Task item
With the images excluded, set down every line of the listing below exactly.

########

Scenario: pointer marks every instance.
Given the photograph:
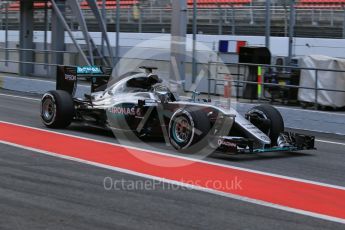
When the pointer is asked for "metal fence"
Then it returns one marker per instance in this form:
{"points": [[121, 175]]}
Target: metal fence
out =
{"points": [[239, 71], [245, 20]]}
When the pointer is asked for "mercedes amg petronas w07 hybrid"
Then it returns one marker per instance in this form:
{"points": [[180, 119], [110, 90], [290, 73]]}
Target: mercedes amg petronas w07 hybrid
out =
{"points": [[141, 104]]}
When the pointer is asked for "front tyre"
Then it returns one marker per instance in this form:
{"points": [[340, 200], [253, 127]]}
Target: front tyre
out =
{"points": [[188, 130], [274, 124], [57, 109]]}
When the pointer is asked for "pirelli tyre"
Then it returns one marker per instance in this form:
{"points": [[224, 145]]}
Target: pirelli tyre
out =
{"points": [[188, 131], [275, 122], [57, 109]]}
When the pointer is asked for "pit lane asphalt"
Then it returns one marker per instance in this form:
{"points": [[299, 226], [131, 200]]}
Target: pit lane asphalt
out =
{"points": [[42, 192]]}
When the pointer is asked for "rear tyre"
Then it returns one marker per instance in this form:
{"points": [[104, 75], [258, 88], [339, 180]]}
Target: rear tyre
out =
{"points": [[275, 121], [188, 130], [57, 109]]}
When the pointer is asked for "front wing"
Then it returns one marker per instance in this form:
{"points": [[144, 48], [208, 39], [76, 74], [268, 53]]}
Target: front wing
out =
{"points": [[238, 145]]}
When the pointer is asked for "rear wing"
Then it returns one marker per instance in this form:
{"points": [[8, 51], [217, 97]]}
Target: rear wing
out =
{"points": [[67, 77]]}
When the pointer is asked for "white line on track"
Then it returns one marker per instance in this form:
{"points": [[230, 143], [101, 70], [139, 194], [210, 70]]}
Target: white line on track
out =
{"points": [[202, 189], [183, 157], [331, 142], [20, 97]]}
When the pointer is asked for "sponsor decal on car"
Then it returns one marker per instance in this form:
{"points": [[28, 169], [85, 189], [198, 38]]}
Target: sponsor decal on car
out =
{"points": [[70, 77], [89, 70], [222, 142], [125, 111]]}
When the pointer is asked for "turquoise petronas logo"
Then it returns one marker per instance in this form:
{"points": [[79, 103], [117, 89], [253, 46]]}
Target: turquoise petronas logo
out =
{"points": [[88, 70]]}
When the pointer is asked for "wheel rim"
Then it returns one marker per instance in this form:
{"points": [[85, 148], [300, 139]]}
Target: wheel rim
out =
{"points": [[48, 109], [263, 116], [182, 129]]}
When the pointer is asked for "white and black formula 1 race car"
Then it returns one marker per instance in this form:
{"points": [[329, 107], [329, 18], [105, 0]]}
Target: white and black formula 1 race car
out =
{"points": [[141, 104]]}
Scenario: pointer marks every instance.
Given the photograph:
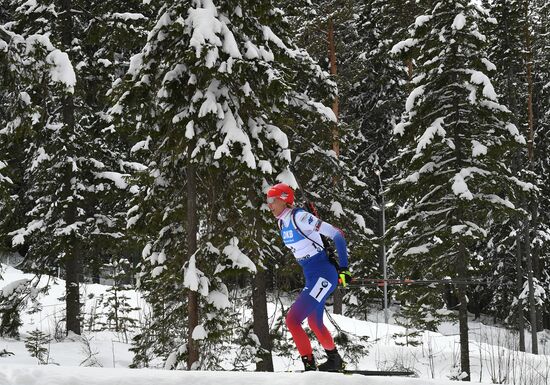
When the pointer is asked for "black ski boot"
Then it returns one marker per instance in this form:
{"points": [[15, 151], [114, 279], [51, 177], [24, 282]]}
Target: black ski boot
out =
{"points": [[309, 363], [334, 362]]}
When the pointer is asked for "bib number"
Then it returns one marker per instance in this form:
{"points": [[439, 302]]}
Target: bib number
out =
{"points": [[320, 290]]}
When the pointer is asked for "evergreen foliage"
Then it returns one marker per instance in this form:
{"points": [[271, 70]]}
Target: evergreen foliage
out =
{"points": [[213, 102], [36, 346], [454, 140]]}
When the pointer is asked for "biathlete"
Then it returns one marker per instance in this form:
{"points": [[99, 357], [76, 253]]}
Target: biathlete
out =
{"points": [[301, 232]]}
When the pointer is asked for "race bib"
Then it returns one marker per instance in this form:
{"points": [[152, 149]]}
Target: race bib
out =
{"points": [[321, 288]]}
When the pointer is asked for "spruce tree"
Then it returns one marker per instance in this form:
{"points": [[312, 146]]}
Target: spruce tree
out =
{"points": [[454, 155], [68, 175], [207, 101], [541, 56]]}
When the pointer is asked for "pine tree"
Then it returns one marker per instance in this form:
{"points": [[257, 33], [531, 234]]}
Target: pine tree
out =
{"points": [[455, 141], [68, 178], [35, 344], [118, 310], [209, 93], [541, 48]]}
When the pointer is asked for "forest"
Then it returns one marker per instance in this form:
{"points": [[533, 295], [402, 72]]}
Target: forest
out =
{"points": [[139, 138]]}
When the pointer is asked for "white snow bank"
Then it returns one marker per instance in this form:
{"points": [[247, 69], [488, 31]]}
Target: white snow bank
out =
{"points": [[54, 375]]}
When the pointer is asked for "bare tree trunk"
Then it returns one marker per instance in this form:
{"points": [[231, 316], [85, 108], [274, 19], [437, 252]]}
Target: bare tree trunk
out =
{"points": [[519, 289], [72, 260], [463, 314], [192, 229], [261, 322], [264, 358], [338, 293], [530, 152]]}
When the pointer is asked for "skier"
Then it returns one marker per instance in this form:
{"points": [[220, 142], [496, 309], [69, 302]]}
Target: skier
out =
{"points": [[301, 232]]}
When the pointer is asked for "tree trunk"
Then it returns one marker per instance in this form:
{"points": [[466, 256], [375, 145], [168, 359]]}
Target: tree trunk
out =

########

Response to this exercise
Scenario: pointer marks every instance.
Given the photograph:
When the pointer is asked for "metal fence"
Then it returns one marker per instance in this form:
{"points": [[121, 175]]}
Target: metal fence
out =
{"points": [[239, 71], [245, 20]]}
When the pointer is asked for "mercedes amg petronas w07 hybrid"
Then it returns one marker per instance in this form:
{"points": [[180, 119], [110, 90], [290, 73]]}
Target: mercedes amg petronas w07 hybrid
out =
{"points": [[141, 104]]}
When the pointer is asked for "front tyre"
Then it returns one marker per instance in this form:
{"points": [[340, 200], [253, 127]]}
Target: front tyre
out =
{"points": [[188, 130], [274, 124], [57, 109]]}
When the pointer is asked for "pirelli tyre"
Then it returns one marker per instance in this form:
{"points": [[224, 145]]}
Target: pirelli tyre
out =
{"points": [[188, 131], [275, 122], [57, 109]]}
When the pointer is asked for "pit lane asphalt"
Then it returns one marker per instance in this form:
{"points": [[299, 226], [131, 200]]}
Target: pit lane asphalt
out =
{"points": [[42, 192]]}
When the pointer is asked for "rear tyre"
Then it returns one marker per instance in this form:
{"points": [[104, 75], [258, 88], [339, 180]]}
Target: rear tyre
out =
{"points": [[275, 121], [188, 130], [57, 109]]}
When the pointer is asked for "front wing"
Then it returns one marker per instance in this form:
{"points": [[144, 48], [208, 39], [76, 74], [268, 53]]}
Target: front wing
out =
{"points": [[238, 145]]}
When the pointer is asked for "rear wing"
Then it returns one marker per instance in this form:
{"points": [[8, 51], [217, 97]]}
Target: rear wing
out =
{"points": [[67, 77]]}
When the pointer is asked for "white line on track"
Then it returns one marker per instance in this form:
{"points": [[230, 143], [101, 70], [139, 194], [210, 70]]}
Target: white line on track
out =
{"points": [[202, 189], [183, 157], [331, 142], [20, 97]]}
When the pointer is asked for "sponsor decal on car"
Then it returns one marker per instance in this form:
{"points": [[28, 169], [85, 189], [198, 38]]}
Target: sponsor decal on car
out =
{"points": [[70, 77], [89, 70], [222, 142], [125, 111]]}
When the pointer is asked for "turquoise petronas logo"
Then it returns one marker per instance in this form:
{"points": [[79, 103], [117, 89], [253, 46]]}
Target: turquoise petronas logo
out =
{"points": [[88, 70]]}
When the pointer is asked for "wheel rim"
Then it returns one marker per instance in this form:
{"points": [[85, 148], [300, 139]]}
Target: wheel rim
out =
{"points": [[48, 109], [263, 116], [182, 129]]}
When the pointer is asked for "white and black formula 1 race car"
Then it returns one marker per instance in this form:
{"points": [[329, 107], [329, 18], [105, 0]]}
Target: white and black formula 1 race car
out =
{"points": [[141, 104]]}
Scenario: pointer marks every instance.
Given the photograph:
When the pointer is asked for "black ski boot"
Then it returns one marker per instance in this form:
{"points": [[15, 151], [114, 279], [51, 177], [24, 282]]}
Target: black ski boot
out =
{"points": [[309, 363], [334, 362]]}
When the pointer is asked for "bib number"
Then it returns one marker per instance in this form:
{"points": [[439, 302]]}
Target: bib number
out =
{"points": [[320, 290]]}
When the pointer is asked for "evergreen foliage"
Then it returns one marker per instance in this form:
{"points": [[271, 70]]}
Target: evergreen foliage
out =
{"points": [[213, 102], [36, 346], [454, 140]]}
When the pointer is asked for "biathlete"
Then it returns one marker per instance in this form:
{"points": [[99, 357], [76, 253]]}
Target: biathlete
out =
{"points": [[301, 232]]}
When the pointer is asked for "race bib"
Then it returns one marker per instance in this form:
{"points": [[152, 149]]}
Target: race bib
out =
{"points": [[321, 288]]}
When the pointer is asked for "spruce tree"
Then it returns one marker per instance in this form:
{"points": [[312, 146]]}
Target: spruce tree
out =
{"points": [[454, 155], [68, 175], [207, 101], [541, 56]]}
When the pointer is asked for "pine tree"
Then it returns one marker per instance in this form:
{"points": [[257, 33], [531, 234]]}
Target: pine tree
out =
{"points": [[455, 141], [68, 178], [35, 344], [118, 310], [209, 93], [541, 48]]}
When the pointer is asked for "forest"
Then it returns one marker per instance in this form:
{"points": [[533, 295], [402, 72]]}
Target: forest
out =
{"points": [[139, 138]]}
When the pointer is asked for "white snow bank"
Then it returns one marker per instance in this form:
{"points": [[247, 69], [488, 31]]}
Target: white snow bank
out =
{"points": [[54, 375]]}
When the pointer is asked for "bare tree trunk"
Then it returns one marker per instance in this form:
{"points": [[231, 316], [85, 108], [274, 19], [437, 252]]}
Target: bare tree trunk
out =
{"points": [[519, 289], [72, 260], [463, 314], [192, 229], [261, 322], [264, 358], [338, 293], [530, 152]]}
When the pointer is asked for "skier"
Then it returns one marker per instance in this form:
{"points": [[220, 142], [496, 309], [69, 302]]}
Target: skier
out =
{"points": [[301, 232]]}
When the pointer is asked for "tree trunk"
Then it returns one marker per instance in this form:
{"points": [[466, 256], [375, 145], [168, 359]]}
Target: tree trunk
out =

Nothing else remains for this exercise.